What is being asked:
Please copy every item below line for line without changing anything, but leave the pictures out.

The input:
· · · · ·

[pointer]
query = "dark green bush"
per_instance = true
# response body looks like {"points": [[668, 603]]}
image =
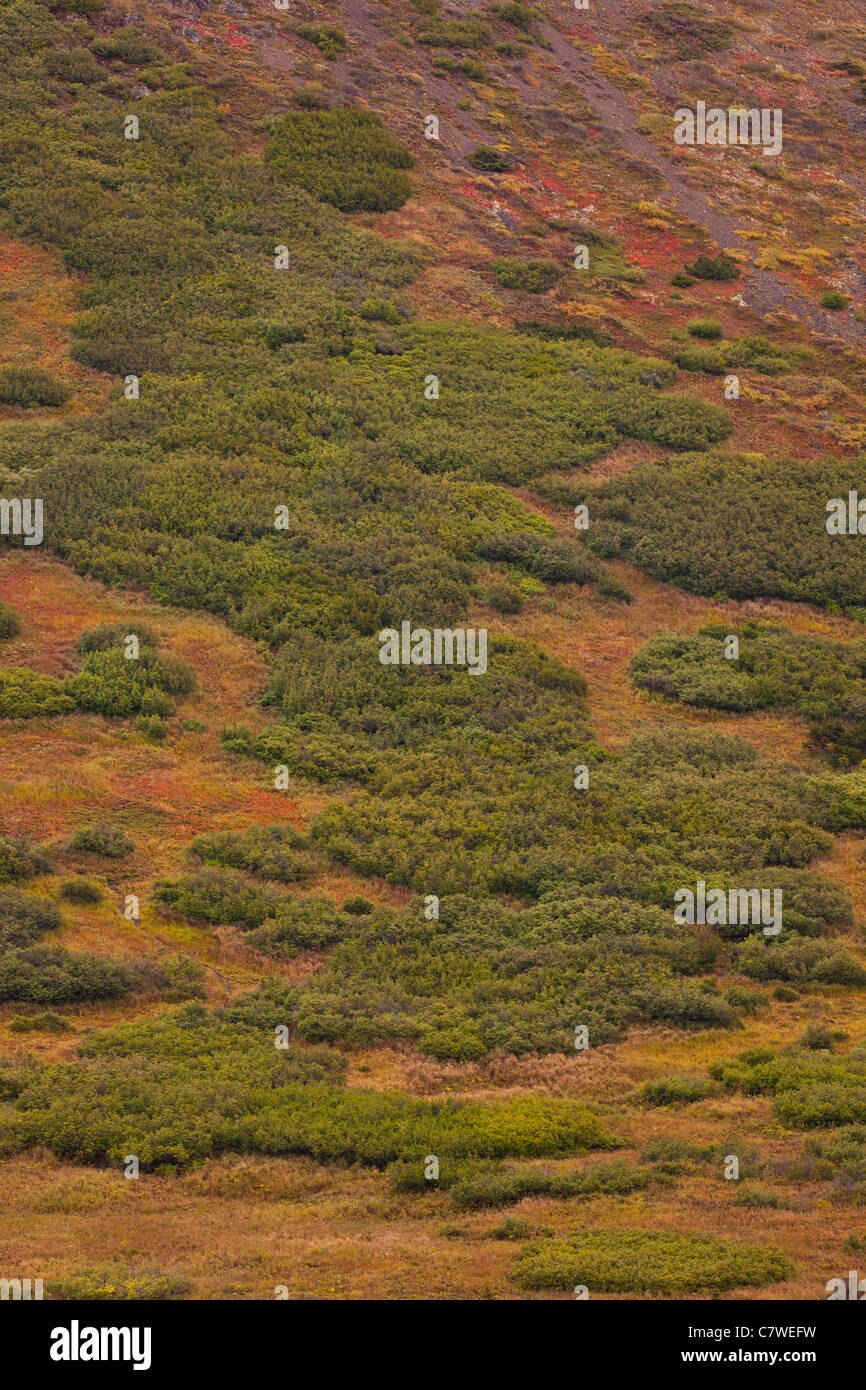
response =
{"points": [[81, 891], [262, 849], [20, 859], [25, 695], [31, 387], [489, 160], [674, 1090], [715, 267], [127, 45], [107, 840], [648, 1261], [24, 918], [10, 622], [342, 156], [530, 274], [328, 38]]}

· · · · ·

Solution:
[pointer]
query = "dark green bush"
per_instance = true
# response body looks like {"points": [[668, 603]]}
image =
response =
{"points": [[81, 891], [262, 849], [20, 859], [25, 695], [31, 387], [489, 160], [674, 1090], [715, 267], [127, 45], [107, 840], [648, 1261], [24, 918], [10, 622], [342, 156], [530, 274], [328, 38]]}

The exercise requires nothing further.